Verilen metin:

>>>

Bu Hastalıklar Kadınlara özel!

bu-hastaliklar-kadinlara-ozel!

Ailenizde, arkadaşlarınızda ya da iş çevrenizde duyduğunuz bazı hastalıklarla karşılaşmak istemiyorsanız rutin taramalarınızı ihmal etmeyin.

Yazı: Ayşegül Uyanık Örnekal

Rutin kontrollerin düzenli yapılması gerektiğini, bunların kimi zaman hayati öneme sahip olduğunu sayfalarımızda sıkça dile getiriyoruz. Ama bir de cinsiyete özel hastalıklar var ki… İstanbul Florence Nightingale Hastanesi Kadın Doğum ve Jinekolojik Onkoloji Bölümü’nden Prof. Dr. Cem İyibozkurt’tan kadınlarda en sık görülen jinekolojik hastalıklar ve bu rahatsızlıklarla ilgili yapılması gereken taramaları öğrendik.

Servikal intraepitelyal neoplaziler (Rahim ağzı kanseri öncülleri): Servikal intraepitelyal neoplaziler (CIN), HPV (Human Papilloma Virus) enfeksiyonuna bağlı gelişen rahim ağzı hücre bozukluklarının genel adını ifade ediyor. En sık HPV 16 ve 18’e bağlı gelişen bu öncüllerin; CIN 1, CIN 2 ve CIN 3 gibi dereceleri bulunuyor. CIN 1 genelde tedavi gerektirmezken, CIN 3 tedavi edilmediğinde rahim ağzı kanserine dönüşebiliyor.

Endometriozis: Bu hastalık, rahim içinde adet ile dökülen dokuya benzeyen hücrelerin olmaması gereken başka yerlerde bulunmasıyla karakterize bir tablo. Örneğin; yumurtalıklarda bulunursa çikolata kisti, rahim duvarında bulunursa adenomyozis olarak tanımlanıyor. Şiddetli ağrı ve bol miktarda kanamaya yol açabiliyor. Endometriozis bazen karın zarında bulunup, karın içinde yapışıklıklara sebep olan kısırlığa da yol açabiliyor. Kalın bağırsak duvarında bulunduğunda ise ağrılı ve kanamalı büyük abdeste dahi neden olabiliyor.

Polikistik over sendromu (PKOS): Yumurtalıklarda çok sayıda folikül denilen yumurta taslağının bulunması ile karakterize olan bu durum, adet düzensizliği ve adet görememenin yanı sıra tüylenmeye de yol açabiliyor. Fazla kilo alımı, insülin direnci, böbrek üstü bezlerinin çok çalışması ile ilgili durumlar gibi çok farklı nedenler PKOS’a yol açabiliyor.

Vajinit ve enfeksiyon hastalıkları: Bu rahatsızlıkta, vajina çeşitli mikroplar veya mantarlar gibi ajanlar nedeniyle iltihaplanıyor. Söz konusu mikropların bazıları normalde vajinada veya kalın bağırsakta bulunan bakterilerken, bazen de cinsel yolla alınan mikroplar olabiliyor. Antibiyotik kullanımı, denize veya havuza girmek gibi sebeplerle o bölgedeki doğal flora bakterilerinin ortadan kalkması sonucu gelişen mantar enfeksiyonları şeklinde de ortaya çıkabiliyorlar.

<<<

Ne isteniyor: Kadınlarda sık görülen jinekolojik hastalıkları anlatan yazının devamını, son cümlesinden sonra başlayarak yazın.

Sağlanan veriler:

>>>

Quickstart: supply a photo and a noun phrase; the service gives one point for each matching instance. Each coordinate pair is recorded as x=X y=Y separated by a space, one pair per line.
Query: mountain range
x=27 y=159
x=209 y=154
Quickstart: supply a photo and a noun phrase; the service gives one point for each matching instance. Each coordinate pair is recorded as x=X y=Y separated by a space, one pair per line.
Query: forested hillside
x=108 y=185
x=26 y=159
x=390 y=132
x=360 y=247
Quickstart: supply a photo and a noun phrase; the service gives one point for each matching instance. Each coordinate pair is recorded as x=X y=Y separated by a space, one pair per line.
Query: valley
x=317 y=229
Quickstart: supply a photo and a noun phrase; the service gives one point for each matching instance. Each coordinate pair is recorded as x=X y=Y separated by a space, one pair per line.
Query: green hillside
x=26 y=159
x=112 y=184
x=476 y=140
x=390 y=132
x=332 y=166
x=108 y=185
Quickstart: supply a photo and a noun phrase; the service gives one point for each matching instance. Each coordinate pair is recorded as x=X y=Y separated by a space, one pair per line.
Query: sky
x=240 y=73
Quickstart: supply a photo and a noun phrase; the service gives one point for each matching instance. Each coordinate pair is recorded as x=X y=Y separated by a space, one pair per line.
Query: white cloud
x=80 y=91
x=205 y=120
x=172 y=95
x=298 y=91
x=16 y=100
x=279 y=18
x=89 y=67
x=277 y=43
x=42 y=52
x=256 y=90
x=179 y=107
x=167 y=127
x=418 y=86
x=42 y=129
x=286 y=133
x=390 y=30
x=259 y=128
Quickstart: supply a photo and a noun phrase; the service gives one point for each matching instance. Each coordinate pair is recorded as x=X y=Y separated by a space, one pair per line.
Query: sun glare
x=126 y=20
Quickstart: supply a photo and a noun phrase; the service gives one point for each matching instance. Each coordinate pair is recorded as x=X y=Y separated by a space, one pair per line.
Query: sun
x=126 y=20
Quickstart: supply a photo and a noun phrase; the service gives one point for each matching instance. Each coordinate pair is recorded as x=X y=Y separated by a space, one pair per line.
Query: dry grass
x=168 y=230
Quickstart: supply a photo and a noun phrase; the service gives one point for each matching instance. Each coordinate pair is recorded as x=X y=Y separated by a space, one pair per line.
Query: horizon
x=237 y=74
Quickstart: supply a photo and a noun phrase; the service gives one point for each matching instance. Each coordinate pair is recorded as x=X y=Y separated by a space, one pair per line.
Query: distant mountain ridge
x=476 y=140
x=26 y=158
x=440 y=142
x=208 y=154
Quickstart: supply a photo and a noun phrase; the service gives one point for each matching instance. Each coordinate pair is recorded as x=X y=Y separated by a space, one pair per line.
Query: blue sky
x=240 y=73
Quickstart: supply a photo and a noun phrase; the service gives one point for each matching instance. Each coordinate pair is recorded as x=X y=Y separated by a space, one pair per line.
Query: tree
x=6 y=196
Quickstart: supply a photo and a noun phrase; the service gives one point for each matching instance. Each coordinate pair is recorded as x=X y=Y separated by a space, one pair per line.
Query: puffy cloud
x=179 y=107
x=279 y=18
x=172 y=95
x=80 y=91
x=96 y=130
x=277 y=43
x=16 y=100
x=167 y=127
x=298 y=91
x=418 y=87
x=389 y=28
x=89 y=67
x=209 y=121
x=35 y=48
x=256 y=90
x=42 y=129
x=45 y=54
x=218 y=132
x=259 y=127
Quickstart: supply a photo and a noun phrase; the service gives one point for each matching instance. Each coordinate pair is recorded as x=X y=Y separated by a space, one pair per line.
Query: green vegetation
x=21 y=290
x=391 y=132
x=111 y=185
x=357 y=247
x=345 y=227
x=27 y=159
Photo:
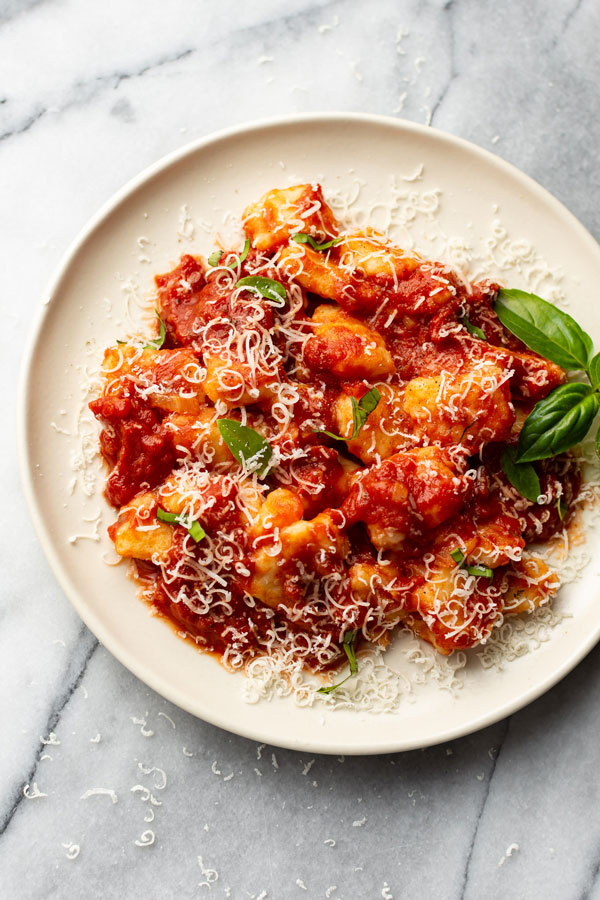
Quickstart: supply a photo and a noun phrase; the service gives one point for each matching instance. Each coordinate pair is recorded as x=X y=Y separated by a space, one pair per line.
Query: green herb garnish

<<<

Görev yanıtı:
Miyomlar: Miyomlar veya urlar, aslında rahimdeki kas tabakasının iyi huylu tümörlerini tanımlıyor. Bazıları hızlı, bazıları çok yavaş büyüyebiliyor. Bulundukları yere göre de şikayete yol açıyorlar. Rahim dışına doğru büyümüş büyük bir miyom pek fazla şikayet yaratmazken, küçük bir rahim içi miyomu çok fazla kanamaya neden olabiliyor.

Yumurtalık kistleri: Normalde gelişen bir yumurta olmayıp, içi çeşitli kıvamlarda sıvı dolu olabilen yumurtalık kistleri, genelde iyi huylu değişiklikler veya tümörler olarak ifade ediyor. Bu kistlerin; endometrioma (çikolata kisti), seröz kistadenomlar, borderline tümörler, dermoid kistler gibi birçok çeşidi bulunuyor.

“Endometriozis, PKOS, miyomlar ve yumurtalık kistleri için yıllık kontroller öneriliyor. Bu hastalıklar, bir şikayete yol açmadan ortaya çıkabileceğinden yıllık kontrollerin aksatılmaması önem taşıyor.”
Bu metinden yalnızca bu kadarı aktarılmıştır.